== Data listing

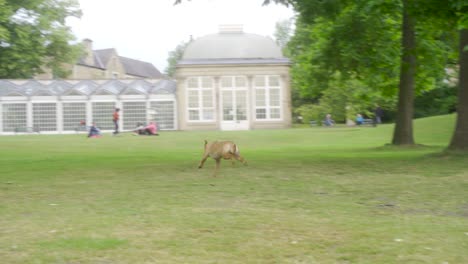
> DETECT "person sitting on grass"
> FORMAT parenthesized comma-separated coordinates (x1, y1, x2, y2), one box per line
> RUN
(356, 114, 364, 126)
(323, 114, 335, 126)
(87, 122, 101, 138)
(134, 121, 159, 136)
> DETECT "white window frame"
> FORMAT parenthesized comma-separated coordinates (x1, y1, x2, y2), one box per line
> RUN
(185, 76, 215, 122)
(32, 101, 58, 132)
(1, 102, 28, 133)
(254, 75, 283, 121)
(219, 75, 249, 122)
(62, 101, 87, 132)
(122, 100, 147, 130)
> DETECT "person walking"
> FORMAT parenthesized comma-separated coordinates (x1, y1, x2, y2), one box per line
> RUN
(113, 108, 120, 135)
(374, 105, 384, 125)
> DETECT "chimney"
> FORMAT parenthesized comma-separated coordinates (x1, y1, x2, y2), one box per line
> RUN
(219, 24, 243, 34)
(82, 38, 94, 65)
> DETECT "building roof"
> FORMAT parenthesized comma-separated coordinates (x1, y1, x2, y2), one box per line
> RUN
(182, 32, 283, 60)
(0, 79, 176, 96)
(179, 27, 289, 66)
(78, 48, 162, 78)
(119, 56, 162, 78)
(177, 58, 291, 66)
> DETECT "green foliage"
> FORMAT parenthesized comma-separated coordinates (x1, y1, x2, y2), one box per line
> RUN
(287, 18, 333, 100)
(415, 83, 458, 118)
(294, 103, 325, 124)
(0, 0, 82, 78)
(274, 18, 293, 51)
(294, 75, 396, 124)
(165, 41, 188, 77)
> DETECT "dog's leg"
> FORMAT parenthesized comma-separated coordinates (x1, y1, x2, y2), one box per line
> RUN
(213, 158, 221, 177)
(234, 154, 247, 166)
(198, 154, 209, 169)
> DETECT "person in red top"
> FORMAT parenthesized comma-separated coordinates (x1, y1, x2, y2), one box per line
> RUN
(134, 121, 159, 136)
(113, 108, 120, 135)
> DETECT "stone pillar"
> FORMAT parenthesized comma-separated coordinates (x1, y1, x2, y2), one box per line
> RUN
(27, 99, 33, 129)
(247, 75, 255, 129)
(86, 97, 92, 125)
(280, 73, 292, 128)
(56, 98, 63, 133)
(213, 76, 221, 130)
(0, 102, 3, 134)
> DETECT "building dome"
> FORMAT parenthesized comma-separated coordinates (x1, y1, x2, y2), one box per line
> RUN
(182, 25, 284, 60)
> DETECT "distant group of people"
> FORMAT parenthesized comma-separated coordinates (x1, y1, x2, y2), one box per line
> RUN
(322, 105, 384, 127)
(85, 107, 159, 138)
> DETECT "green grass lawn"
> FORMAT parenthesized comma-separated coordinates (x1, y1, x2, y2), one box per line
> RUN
(1, 114, 467, 263)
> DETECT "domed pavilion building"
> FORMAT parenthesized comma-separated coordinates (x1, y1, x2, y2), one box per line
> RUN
(175, 25, 291, 130)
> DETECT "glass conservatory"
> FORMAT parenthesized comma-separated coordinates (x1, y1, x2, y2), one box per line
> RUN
(0, 79, 177, 135)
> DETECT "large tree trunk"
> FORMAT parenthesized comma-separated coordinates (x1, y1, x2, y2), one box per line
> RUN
(392, 0, 416, 145)
(448, 29, 468, 150)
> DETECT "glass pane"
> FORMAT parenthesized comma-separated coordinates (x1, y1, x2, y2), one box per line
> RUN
(269, 88, 280, 106)
(235, 76, 246, 87)
(270, 108, 281, 119)
(254, 76, 265, 87)
(221, 77, 232, 88)
(188, 90, 199, 108)
(223, 108, 234, 120)
(189, 110, 199, 120)
(202, 90, 213, 107)
(201, 77, 212, 88)
(33, 103, 57, 131)
(255, 89, 266, 107)
(150, 101, 175, 130)
(202, 109, 214, 120)
(187, 78, 198, 88)
(123, 101, 147, 130)
(256, 108, 266, 119)
(2, 103, 27, 132)
(63, 102, 86, 131)
(269, 76, 280, 86)
(236, 90, 247, 120)
(92, 102, 115, 130)
(222, 90, 233, 121)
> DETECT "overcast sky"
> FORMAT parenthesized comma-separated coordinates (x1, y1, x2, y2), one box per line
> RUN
(66, 0, 295, 73)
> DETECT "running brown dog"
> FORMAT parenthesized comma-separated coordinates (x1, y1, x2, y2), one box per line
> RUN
(198, 140, 247, 176)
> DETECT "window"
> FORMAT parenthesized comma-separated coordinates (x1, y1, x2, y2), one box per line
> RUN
(33, 103, 57, 131)
(92, 102, 115, 130)
(63, 102, 86, 131)
(2, 103, 27, 132)
(150, 101, 176, 130)
(123, 102, 146, 130)
(186, 77, 215, 121)
(254, 75, 282, 120)
(220, 76, 248, 122)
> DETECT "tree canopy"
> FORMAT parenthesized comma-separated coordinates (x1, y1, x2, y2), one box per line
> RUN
(165, 41, 189, 78)
(0, 0, 82, 78)
(177, 0, 468, 149)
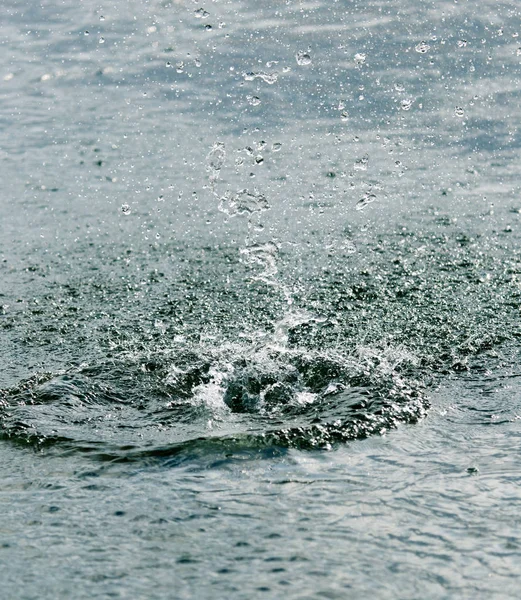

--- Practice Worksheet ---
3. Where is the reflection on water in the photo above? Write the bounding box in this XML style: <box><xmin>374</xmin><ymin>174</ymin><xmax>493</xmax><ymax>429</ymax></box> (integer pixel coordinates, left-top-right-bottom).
<box><xmin>2</xmin><ymin>0</ymin><xmax>521</xmax><ymax>597</ymax></box>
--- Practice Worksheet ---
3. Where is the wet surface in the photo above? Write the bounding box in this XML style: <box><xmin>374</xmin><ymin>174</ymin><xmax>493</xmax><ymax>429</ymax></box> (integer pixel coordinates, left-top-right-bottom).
<box><xmin>2</xmin><ymin>0</ymin><xmax>521</xmax><ymax>597</ymax></box>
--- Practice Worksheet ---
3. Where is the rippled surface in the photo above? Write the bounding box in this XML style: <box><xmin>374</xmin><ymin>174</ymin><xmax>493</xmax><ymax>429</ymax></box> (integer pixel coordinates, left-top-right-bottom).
<box><xmin>2</xmin><ymin>0</ymin><xmax>521</xmax><ymax>597</ymax></box>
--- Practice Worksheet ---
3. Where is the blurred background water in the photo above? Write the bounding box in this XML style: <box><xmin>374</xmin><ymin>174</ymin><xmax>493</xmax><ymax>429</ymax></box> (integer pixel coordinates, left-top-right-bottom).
<box><xmin>2</xmin><ymin>0</ymin><xmax>521</xmax><ymax>597</ymax></box>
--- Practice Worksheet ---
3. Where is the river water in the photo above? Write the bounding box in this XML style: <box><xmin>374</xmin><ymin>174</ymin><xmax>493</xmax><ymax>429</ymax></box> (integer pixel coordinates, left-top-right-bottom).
<box><xmin>2</xmin><ymin>0</ymin><xmax>521</xmax><ymax>598</ymax></box>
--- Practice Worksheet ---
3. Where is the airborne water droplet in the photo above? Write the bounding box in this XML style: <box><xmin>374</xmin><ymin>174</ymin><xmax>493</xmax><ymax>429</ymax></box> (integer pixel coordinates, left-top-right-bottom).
<box><xmin>296</xmin><ymin>51</ymin><xmax>312</xmax><ymax>66</ymax></box>
<box><xmin>356</xmin><ymin>193</ymin><xmax>377</xmax><ymax>210</ymax></box>
<box><xmin>415</xmin><ymin>41</ymin><xmax>430</xmax><ymax>53</ymax></box>
<box><xmin>194</xmin><ymin>8</ymin><xmax>210</xmax><ymax>18</ymax></box>
<box><xmin>354</xmin><ymin>155</ymin><xmax>369</xmax><ymax>171</ymax></box>
<box><xmin>354</xmin><ymin>53</ymin><xmax>366</xmax><ymax>66</ymax></box>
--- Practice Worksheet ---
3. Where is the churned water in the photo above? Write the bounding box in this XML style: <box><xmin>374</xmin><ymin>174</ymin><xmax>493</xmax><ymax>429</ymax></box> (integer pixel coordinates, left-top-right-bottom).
<box><xmin>2</xmin><ymin>0</ymin><xmax>521</xmax><ymax>598</ymax></box>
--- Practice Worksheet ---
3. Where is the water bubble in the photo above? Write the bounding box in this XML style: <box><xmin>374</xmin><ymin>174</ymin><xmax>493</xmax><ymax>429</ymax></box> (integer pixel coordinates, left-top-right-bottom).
<box><xmin>194</xmin><ymin>8</ymin><xmax>210</xmax><ymax>18</ymax></box>
<box><xmin>99</xmin><ymin>15</ymin><xmax>105</xmax><ymax>21</ymax></box>
<box><xmin>166</xmin><ymin>61</ymin><xmax>172</xmax><ymax>68</ymax></box>
<box><xmin>400</xmin><ymin>98</ymin><xmax>413</xmax><ymax>111</ymax></box>
<box><xmin>394</xmin><ymin>82</ymin><xmax>405</xmax><ymax>92</ymax></box>
<box><xmin>296</xmin><ymin>51</ymin><xmax>312</xmax><ymax>66</ymax></box>
<box><xmin>121</xmin><ymin>204</ymin><xmax>131</xmax><ymax>215</ymax></box>
<box><xmin>272</xmin><ymin>142</ymin><xmax>282</xmax><ymax>152</ymax></box>
<box><xmin>454</xmin><ymin>106</ymin><xmax>465</xmax><ymax>118</ymax></box>
<box><xmin>176</xmin><ymin>61</ymin><xmax>184</xmax><ymax>73</ymax></box>
<box><xmin>457</xmin><ymin>39</ymin><xmax>468</xmax><ymax>48</ymax></box>
<box><xmin>84</xmin><ymin>30</ymin><xmax>89</xmax><ymax>36</ymax></box>
<box><xmin>340</xmin><ymin>111</ymin><xmax>349</xmax><ymax>122</ymax></box>
<box><xmin>205</xmin><ymin>24</ymin><xmax>212</xmax><ymax>31</ymax></box>
<box><xmin>415</xmin><ymin>41</ymin><xmax>430</xmax><ymax>53</ymax></box>
<box><xmin>195</xmin><ymin>58</ymin><xmax>202</xmax><ymax>67</ymax></box>
<box><xmin>356</xmin><ymin>193</ymin><xmax>377</xmax><ymax>210</ymax></box>
<box><xmin>354</xmin><ymin>155</ymin><xmax>369</xmax><ymax>171</ymax></box>
<box><xmin>247</xmin><ymin>95</ymin><xmax>261</xmax><ymax>106</ymax></box>
<box><xmin>99</xmin><ymin>37</ymin><xmax>105</xmax><ymax>44</ymax></box>
<box><xmin>255</xmin><ymin>155</ymin><xmax>264</xmax><ymax>165</ymax></box>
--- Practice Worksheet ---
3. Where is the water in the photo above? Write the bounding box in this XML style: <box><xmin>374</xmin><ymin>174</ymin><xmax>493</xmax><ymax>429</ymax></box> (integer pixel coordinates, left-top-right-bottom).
<box><xmin>2</xmin><ymin>0</ymin><xmax>521</xmax><ymax>597</ymax></box>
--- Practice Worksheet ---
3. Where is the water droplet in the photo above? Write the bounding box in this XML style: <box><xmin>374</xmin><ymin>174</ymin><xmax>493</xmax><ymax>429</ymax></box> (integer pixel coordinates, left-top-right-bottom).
<box><xmin>205</xmin><ymin>24</ymin><xmax>212</xmax><ymax>31</ymax></box>
<box><xmin>255</xmin><ymin>155</ymin><xmax>264</xmax><ymax>165</ymax></box>
<box><xmin>99</xmin><ymin>15</ymin><xmax>105</xmax><ymax>21</ymax></box>
<box><xmin>218</xmin><ymin>189</ymin><xmax>270</xmax><ymax>217</ymax></box>
<box><xmin>400</xmin><ymin>98</ymin><xmax>413</xmax><ymax>111</ymax></box>
<box><xmin>121</xmin><ymin>204</ymin><xmax>131</xmax><ymax>215</ymax></box>
<box><xmin>415</xmin><ymin>41</ymin><xmax>430</xmax><ymax>53</ymax></box>
<box><xmin>84</xmin><ymin>30</ymin><xmax>90</xmax><ymax>36</ymax></box>
<box><xmin>243</xmin><ymin>71</ymin><xmax>278</xmax><ymax>85</ymax></box>
<box><xmin>99</xmin><ymin>37</ymin><xmax>105</xmax><ymax>44</ymax></box>
<box><xmin>354</xmin><ymin>155</ymin><xmax>369</xmax><ymax>171</ymax></box>
<box><xmin>194</xmin><ymin>8</ymin><xmax>210</xmax><ymax>18</ymax></box>
<box><xmin>454</xmin><ymin>106</ymin><xmax>465</xmax><ymax>117</ymax></box>
<box><xmin>272</xmin><ymin>142</ymin><xmax>282</xmax><ymax>152</ymax></box>
<box><xmin>166</xmin><ymin>61</ymin><xmax>172</xmax><ymax>68</ymax></box>
<box><xmin>296</xmin><ymin>51</ymin><xmax>312</xmax><ymax>66</ymax></box>
<box><xmin>354</xmin><ymin>53</ymin><xmax>366</xmax><ymax>66</ymax></box>
<box><xmin>356</xmin><ymin>193</ymin><xmax>377</xmax><ymax>210</ymax></box>
<box><xmin>240</xmin><ymin>241</ymin><xmax>279</xmax><ymax>281</ymax></box>
<box><xmin>247</xmin><ymin>95</ymin><xmax>261</xmax><ymax>106</ymax></box>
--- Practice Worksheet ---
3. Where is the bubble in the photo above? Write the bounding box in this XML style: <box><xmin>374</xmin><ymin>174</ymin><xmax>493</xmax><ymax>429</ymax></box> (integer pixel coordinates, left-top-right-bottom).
<box><xmin>454</xmin><ymin>106</ymin><xmax>465</xmax><ymax>118</ymax></box>
<box><xmin>394</xmin><ymin>82</ymin><xmax>405</xmax><ymax>92</ymax></box>
<box><xmin>340</xmin><ymin>111</ymin><xmax>349</xmax><ymax>122</ymax></box>
<box><xmin>99</xmin><ymin>15</ymin><xmax>105</xmax><ymax>21</ymax></box>
<box><xmin>271</xmin><ymin>142</ymin><xmax>282</xmax><ymax>152</ymax></box>
<box><xmin>255</xmin><ymin>155</ymin><xmax>264</xmax><ymax>165</ymax></box>
<box><xmin>205</xmin><ymin>24</ymin><xmax>212</xmax><ymax>31</ymax></box>
<box><xmin>415</xmin><ymin>41</ymin><xmax>430</xmax><ymax>53</ymax></box>
<box><xmin>400</xmin><ymin>98</ymin><xmax>413</xmax><ymax>111</ymax></box>
<box><xmin>99</xmin><ymin>37</ymin><xmax>105</xmax><ymax>43</ymax></box>
<box><xmin>121</xmin><ymin>204</ymin><xmax>131</xmax><ymax>215</ymax></box>
<box><xmin>296</xmin><ymin>51</ymin><xmax>312</xmax><ymax>66</ymax></box>
<box><xmin>247</xmin><ymin>95</ymin><xmax>261</xmax><ymax>106</ymax></box>
<box><xmin>356</xmin><ymin>193</ymin><xmax>377</xmax><ymax>210</ymax></box>
<box><xmin>84</xmin><ymin>30</ymin><xmax>89</xmax><ymax>36</ymax></box>
<box><xmin>194</xmin><ymin>8</ymin><xmax>210</xmax><ymax>18</ymax></box>
<box><xmin>457</xmin><ymin>39</ymin><xmax>468</xmax><ymax>47</ymax></box>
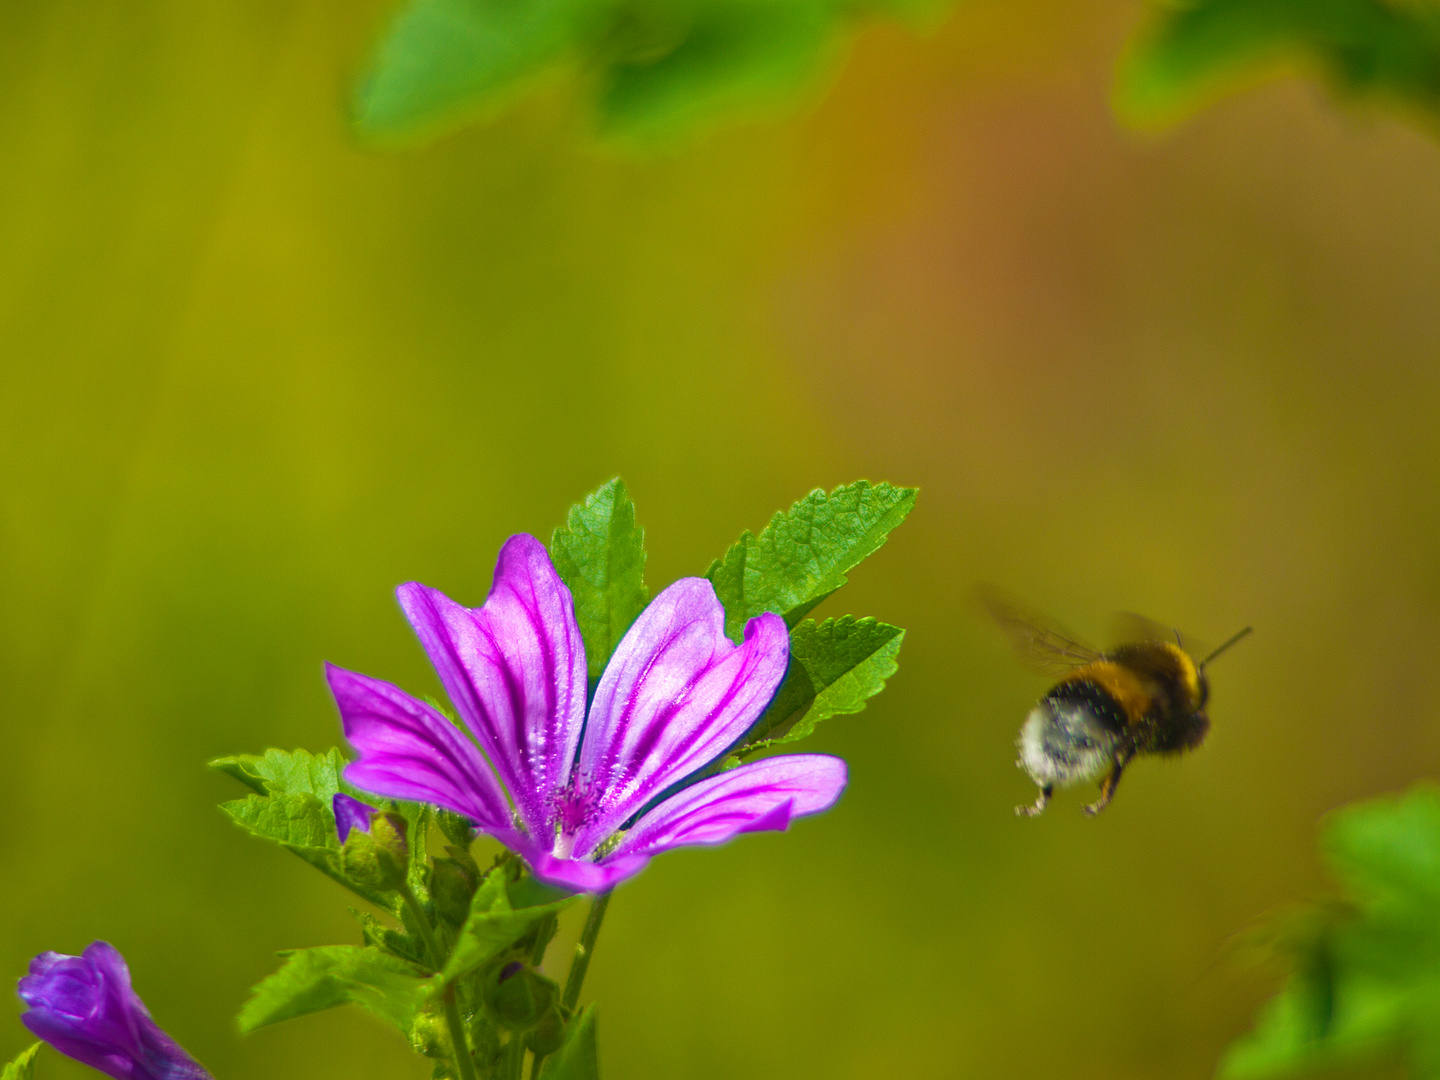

====

→ **Problem to solve**
Above are the records. Identify each line that contains the word "person".

→ **Answer for the task**
> DETECT "person sitting on grass"
> DETECT "person walking"
> DETECT "person in red top"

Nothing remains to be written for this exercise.